• **Given instruction**
Please gather every line in the rows below that contains the string "utility", and copy each of those lines in full.

Dataset excerpts on pointing to objects:
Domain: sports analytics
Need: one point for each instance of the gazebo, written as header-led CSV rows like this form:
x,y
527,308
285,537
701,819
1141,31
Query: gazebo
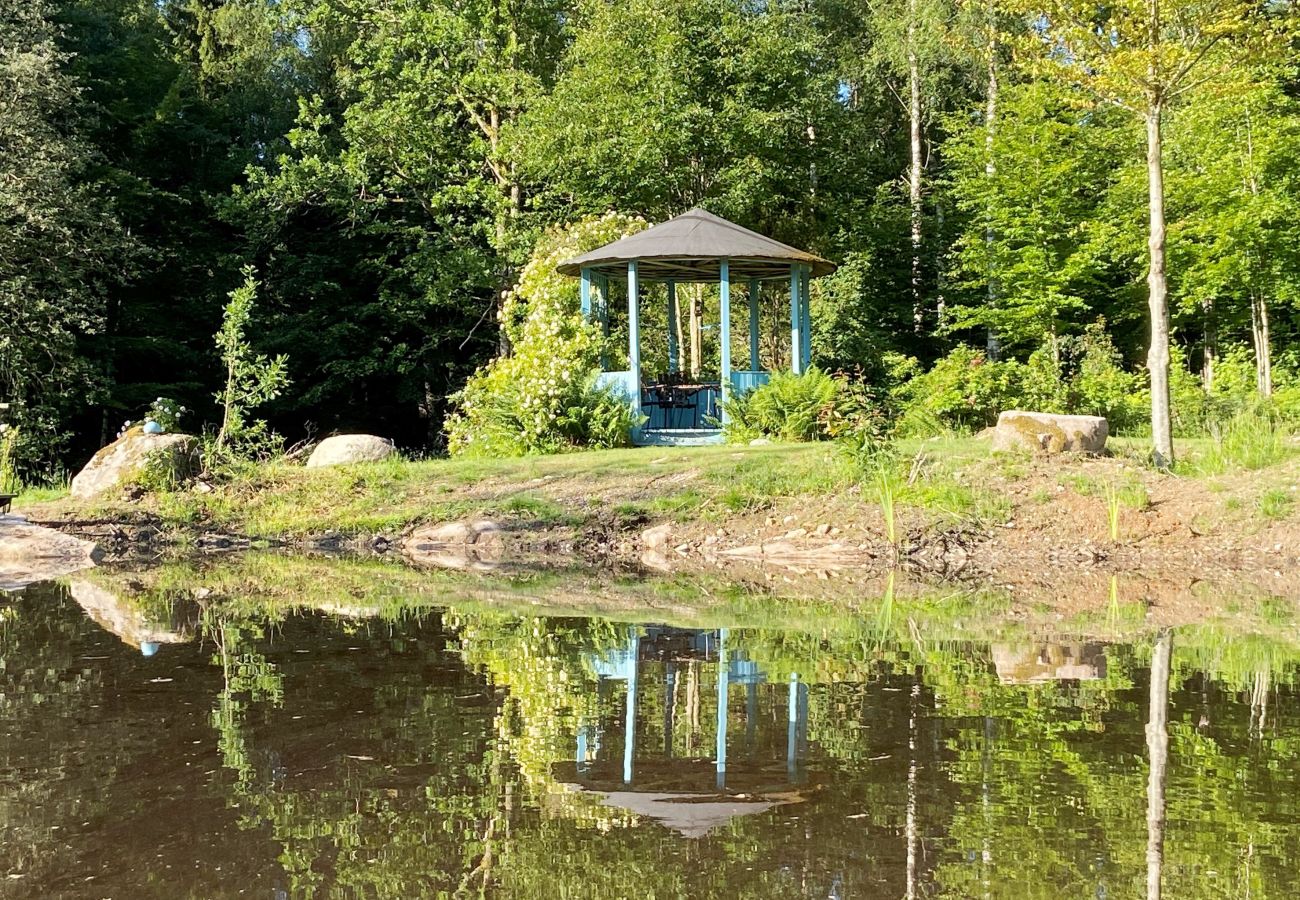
x,y
692,249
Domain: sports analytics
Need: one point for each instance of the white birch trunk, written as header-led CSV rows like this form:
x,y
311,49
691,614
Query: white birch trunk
x,y
914,168
1157,286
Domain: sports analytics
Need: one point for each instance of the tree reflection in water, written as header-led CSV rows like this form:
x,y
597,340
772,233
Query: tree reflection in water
x,y
475,753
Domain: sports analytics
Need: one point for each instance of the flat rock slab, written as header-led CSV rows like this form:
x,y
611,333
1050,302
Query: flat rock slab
x,y
1049,433
31,553
176,457
345,449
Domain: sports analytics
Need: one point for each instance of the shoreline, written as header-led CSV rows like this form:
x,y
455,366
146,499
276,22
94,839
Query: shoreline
x,y
960,513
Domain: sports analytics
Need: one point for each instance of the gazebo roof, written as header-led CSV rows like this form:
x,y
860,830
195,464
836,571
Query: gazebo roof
x,y
692,246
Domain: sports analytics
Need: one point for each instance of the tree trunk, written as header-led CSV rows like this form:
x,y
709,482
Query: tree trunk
x,y
1261,340
940,301
993,344
914,168
1157,286
1157,760
1209,342
1259,304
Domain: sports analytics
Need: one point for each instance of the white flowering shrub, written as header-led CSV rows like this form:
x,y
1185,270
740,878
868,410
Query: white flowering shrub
x,y
544,397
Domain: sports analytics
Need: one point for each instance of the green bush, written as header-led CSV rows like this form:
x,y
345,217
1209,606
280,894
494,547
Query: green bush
x,y
965,390
962,392
813,406
544,397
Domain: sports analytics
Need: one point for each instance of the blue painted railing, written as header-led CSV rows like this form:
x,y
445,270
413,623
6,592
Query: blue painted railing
x,y
703,415
742,383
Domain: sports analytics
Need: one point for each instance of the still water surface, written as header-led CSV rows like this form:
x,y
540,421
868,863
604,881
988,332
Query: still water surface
x,y
472,753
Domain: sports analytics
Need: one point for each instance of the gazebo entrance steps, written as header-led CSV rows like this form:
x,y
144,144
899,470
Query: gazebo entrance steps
x,y
676,437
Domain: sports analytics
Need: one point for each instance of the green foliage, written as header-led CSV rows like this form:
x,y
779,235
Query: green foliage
x,y
544,397
61,246
813,406
1027,249
965,390
252,379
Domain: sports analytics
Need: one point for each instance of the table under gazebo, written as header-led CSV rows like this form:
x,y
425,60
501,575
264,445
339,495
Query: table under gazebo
x,y
696,247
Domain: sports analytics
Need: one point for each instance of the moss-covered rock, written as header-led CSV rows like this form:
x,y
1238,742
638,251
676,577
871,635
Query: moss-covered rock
x,y
164,458
1049,433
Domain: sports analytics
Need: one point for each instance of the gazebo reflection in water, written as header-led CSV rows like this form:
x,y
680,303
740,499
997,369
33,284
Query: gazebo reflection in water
x,y
668,674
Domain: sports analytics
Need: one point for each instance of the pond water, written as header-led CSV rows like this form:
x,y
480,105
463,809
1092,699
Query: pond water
x,y
182,751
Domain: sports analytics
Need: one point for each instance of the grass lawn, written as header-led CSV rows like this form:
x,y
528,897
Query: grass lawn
x,y
949,479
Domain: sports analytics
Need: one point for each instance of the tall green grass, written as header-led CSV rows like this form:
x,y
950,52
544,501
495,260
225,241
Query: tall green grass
x,y
8,444
1247,441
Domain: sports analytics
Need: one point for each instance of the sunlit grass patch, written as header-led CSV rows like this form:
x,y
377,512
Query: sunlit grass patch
x,y
1274,503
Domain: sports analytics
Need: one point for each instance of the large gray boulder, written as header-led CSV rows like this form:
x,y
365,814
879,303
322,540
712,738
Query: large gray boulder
x,y
31,553
343,449
170,457
1049,433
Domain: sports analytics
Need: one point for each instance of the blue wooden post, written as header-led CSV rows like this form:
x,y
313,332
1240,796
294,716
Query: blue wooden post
x,y
629,726
724,334
672,327
806,330
603,314
722,708
796,323
753,324
635,338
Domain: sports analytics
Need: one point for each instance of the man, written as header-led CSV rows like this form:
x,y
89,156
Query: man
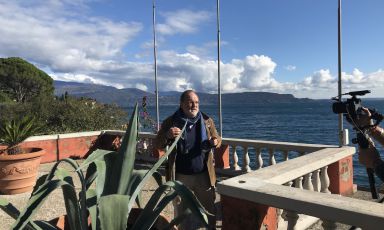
x,y
370,157
192,161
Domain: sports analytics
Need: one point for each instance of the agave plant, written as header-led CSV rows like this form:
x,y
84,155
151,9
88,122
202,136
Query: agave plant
x,y
13,132
117,187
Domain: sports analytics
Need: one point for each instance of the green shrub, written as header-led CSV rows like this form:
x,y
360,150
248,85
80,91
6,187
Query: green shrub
x,y
117,187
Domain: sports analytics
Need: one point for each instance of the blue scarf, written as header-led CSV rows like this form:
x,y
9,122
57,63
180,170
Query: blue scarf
x,y
180,119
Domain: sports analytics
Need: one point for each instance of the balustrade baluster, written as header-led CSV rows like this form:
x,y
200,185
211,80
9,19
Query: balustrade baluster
x,y
324,180
329,225
308,182
316,181
259,158
235,158
285,153
298,182
272,160
285,212
246,161
292,218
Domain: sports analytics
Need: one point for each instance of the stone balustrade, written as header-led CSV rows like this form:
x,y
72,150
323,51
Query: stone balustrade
x,y
265,153
311,171
298,186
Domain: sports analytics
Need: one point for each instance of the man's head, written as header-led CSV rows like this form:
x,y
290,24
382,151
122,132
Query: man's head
x,y
189,103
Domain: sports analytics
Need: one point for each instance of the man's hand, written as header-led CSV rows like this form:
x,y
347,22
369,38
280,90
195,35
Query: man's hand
x,y
369,157
213,141
173,132
364,120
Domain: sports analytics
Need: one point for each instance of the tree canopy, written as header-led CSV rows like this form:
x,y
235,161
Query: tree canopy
x,y
22,82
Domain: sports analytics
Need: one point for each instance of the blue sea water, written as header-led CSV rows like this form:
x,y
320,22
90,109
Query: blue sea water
x,y
312,122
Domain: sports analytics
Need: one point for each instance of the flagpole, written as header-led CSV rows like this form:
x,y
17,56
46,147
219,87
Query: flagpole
x,y
341,137
218,67
155,62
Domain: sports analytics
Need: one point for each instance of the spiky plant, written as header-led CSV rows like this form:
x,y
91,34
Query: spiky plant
x,y
13,132
111,200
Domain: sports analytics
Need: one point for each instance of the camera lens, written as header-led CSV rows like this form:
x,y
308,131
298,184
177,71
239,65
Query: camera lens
x,y
339,107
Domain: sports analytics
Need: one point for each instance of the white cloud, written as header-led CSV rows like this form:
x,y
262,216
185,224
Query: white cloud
x,y
182,21
61,39
49,34
290,67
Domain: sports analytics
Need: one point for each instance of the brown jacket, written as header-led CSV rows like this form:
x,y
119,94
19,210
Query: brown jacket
x,y
162,141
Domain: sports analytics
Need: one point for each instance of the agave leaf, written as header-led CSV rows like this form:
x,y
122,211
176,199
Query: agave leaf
x,y
35,202
92,207
40,181
137,176
8,208
101,169
45,225
124,164
158,178
13,212
176,221
148,216
65,175
90,175
152,170
94,156
154,207
113,206
72,163
70,199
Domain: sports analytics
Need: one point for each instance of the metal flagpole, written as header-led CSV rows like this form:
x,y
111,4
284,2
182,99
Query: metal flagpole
x,y
155,59
218,67
339,74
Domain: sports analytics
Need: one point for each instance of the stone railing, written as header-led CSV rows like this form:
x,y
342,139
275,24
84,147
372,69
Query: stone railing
x,y
266,153
297,186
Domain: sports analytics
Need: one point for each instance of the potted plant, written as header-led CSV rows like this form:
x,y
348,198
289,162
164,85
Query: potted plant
x,y
18,165
108,191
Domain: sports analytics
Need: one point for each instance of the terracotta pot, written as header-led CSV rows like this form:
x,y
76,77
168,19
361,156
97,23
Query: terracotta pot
x,y
161,222
18,172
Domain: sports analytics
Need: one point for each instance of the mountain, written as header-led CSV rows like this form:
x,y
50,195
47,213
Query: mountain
x,y
129,96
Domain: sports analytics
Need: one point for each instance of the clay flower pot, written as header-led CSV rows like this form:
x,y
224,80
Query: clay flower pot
x,y
18,172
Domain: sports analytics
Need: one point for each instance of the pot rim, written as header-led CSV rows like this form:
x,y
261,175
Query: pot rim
x,y
32,153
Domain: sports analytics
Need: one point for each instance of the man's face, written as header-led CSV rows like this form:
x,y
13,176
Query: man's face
x,y
190,105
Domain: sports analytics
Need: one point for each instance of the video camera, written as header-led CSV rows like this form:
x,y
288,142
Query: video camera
x,y
353,110
351,106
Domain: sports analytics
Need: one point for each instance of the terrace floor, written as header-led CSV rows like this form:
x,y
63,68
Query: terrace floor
x,y
55,207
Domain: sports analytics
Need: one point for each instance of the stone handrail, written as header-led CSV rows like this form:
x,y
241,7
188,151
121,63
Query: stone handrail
x,y
310,194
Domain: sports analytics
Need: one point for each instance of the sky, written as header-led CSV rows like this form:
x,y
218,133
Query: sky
x,y
276,46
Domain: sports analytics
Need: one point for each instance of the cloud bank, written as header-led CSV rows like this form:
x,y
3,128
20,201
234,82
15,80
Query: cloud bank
x,y
58,37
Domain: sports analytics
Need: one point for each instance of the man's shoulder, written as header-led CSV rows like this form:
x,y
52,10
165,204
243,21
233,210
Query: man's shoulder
x,y
206,116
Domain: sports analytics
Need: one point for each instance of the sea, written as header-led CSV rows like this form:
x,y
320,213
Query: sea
x,y
306,122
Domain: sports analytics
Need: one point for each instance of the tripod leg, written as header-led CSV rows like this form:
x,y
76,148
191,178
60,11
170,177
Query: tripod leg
x,y
371,178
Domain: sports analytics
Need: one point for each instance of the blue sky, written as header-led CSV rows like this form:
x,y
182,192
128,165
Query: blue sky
x,y
276,46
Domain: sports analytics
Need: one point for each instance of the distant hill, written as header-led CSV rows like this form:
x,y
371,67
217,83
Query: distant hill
x,y
129,96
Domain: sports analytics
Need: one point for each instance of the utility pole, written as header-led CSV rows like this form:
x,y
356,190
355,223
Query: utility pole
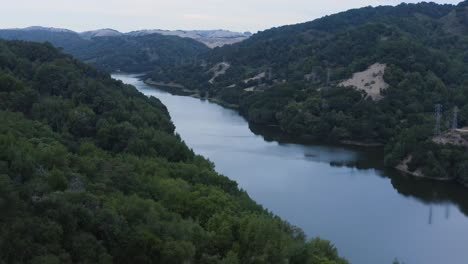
x,y
455,118
438,115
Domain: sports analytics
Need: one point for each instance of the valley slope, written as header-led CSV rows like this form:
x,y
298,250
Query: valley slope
x,y
366,76
91,171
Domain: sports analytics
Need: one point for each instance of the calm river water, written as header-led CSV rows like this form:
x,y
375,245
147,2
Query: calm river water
x,y
339,193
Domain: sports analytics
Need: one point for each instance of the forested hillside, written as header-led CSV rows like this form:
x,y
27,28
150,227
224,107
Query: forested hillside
x,y
319,80
115,53
92,172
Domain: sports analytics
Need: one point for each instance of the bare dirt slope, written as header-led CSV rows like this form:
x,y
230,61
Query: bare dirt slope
x,y
370,81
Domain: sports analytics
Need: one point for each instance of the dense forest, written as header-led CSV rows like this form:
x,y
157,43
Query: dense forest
x,y
91,171
115,53
292,77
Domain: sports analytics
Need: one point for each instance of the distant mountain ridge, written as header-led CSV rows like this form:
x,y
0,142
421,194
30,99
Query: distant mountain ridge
x,y
110,50
211,38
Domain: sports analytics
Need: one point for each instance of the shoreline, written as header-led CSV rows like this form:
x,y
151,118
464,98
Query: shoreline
x,y
401,168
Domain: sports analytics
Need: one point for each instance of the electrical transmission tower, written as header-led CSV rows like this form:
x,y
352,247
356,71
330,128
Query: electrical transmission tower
x,y
455,118
438,116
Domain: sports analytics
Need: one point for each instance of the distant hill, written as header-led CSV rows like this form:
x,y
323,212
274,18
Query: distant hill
x,y
365,76
211,38
92,171
106,32
111,51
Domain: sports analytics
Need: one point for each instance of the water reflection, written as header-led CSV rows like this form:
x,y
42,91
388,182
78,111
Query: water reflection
x,y
340,193
365,158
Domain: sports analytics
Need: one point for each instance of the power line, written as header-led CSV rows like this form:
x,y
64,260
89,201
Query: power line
x,y
438,116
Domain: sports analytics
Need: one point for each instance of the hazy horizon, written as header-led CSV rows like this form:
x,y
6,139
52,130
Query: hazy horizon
x,y
125,16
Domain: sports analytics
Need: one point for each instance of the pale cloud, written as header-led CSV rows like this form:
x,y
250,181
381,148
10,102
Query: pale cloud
x,y
127,15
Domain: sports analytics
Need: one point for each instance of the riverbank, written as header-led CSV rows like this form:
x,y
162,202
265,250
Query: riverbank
x,y
401,168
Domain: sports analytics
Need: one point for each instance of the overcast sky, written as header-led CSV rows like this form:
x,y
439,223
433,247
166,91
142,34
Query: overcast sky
x,y
127,15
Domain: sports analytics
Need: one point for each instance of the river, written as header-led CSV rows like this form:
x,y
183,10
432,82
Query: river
x,y
342,194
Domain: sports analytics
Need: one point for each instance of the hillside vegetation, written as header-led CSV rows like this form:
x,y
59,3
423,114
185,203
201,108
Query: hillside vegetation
x,y
91,171
118,52
293,77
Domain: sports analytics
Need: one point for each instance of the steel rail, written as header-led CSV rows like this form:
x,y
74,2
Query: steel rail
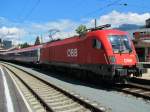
x,y
80,100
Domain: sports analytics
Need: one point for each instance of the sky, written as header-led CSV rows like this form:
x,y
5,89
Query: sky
x,y
22,20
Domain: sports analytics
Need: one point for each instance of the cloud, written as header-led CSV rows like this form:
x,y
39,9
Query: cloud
x,y
117,18
11,33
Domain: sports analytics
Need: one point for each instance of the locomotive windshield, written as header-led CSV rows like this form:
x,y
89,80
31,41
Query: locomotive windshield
x,y
120,43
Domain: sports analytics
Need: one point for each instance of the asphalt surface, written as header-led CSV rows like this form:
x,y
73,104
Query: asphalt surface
x,y
2,96
18,103
116,101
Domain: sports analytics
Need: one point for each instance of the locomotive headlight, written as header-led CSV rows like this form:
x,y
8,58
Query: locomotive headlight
x,y
112,59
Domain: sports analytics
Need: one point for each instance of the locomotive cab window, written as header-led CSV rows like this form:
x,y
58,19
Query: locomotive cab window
x,y
96,44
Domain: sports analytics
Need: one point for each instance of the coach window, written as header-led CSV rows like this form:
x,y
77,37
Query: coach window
x,y
96,44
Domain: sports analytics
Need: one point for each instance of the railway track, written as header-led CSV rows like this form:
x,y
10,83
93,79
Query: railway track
x,y
135,89
45,97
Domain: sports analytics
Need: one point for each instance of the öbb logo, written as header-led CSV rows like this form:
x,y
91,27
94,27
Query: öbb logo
x,y
72,52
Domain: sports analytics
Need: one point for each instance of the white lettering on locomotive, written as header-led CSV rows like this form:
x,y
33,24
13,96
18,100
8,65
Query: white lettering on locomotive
x,y
72,52
128,60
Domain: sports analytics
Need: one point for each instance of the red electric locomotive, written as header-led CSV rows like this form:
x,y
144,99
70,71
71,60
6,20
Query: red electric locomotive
x,y
108,53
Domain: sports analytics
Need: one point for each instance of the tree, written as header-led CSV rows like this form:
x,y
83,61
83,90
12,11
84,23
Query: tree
x,y
81,30
37,42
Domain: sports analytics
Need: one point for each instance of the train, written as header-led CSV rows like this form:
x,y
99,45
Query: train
x,y
108,53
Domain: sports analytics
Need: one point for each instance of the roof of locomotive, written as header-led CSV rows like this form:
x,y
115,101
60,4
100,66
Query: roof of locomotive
x,y
87,35
25,49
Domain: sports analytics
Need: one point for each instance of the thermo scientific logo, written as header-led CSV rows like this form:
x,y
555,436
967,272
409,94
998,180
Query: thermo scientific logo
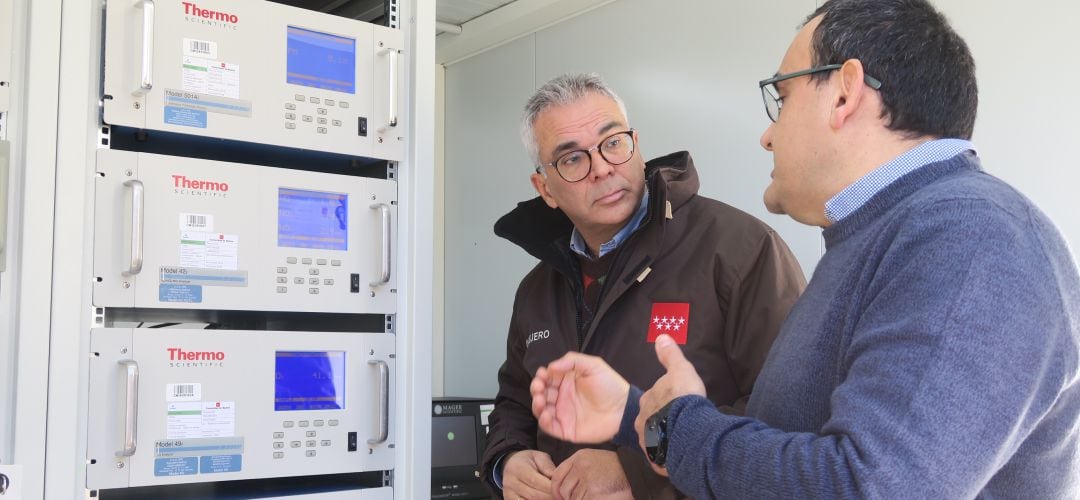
x,y
179,357
181,185
193,12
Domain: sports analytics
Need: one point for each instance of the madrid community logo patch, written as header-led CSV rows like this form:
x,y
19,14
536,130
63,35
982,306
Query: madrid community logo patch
x,y
670,318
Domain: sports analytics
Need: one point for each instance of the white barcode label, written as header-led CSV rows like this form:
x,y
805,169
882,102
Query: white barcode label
x,y
197,223
200,49
190,391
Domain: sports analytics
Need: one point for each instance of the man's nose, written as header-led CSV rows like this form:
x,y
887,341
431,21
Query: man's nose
x,y
601,166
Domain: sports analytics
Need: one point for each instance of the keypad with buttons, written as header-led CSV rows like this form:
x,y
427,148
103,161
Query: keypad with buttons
x,y
319,273
319,110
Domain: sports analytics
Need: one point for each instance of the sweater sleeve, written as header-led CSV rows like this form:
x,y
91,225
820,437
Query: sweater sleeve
x,y
768,282
512,424
959,349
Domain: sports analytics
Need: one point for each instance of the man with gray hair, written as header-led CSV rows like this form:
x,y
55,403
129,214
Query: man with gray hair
x,y
628,251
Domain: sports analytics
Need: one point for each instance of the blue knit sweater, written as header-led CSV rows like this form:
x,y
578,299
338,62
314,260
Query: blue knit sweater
x,y
934,354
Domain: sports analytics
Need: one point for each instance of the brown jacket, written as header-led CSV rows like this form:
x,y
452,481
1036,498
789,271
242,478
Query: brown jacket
x,y
737,274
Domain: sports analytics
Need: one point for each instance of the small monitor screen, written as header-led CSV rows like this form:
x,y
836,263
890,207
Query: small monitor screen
x,y
321,61
453,441
309,380
312,219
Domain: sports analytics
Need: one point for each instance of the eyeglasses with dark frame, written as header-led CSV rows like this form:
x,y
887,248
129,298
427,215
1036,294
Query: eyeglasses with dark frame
x,y
772,100
575,165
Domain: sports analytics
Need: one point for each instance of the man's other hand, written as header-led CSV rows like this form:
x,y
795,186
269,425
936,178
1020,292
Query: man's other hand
x,y
527,474
579,399
591,473
679,380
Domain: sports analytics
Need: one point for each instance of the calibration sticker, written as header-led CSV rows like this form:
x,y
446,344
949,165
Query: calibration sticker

• **Written solution**
Need: one point for each instance of the utility pole, written as header-led CSV rows like this form:
Query: utility pole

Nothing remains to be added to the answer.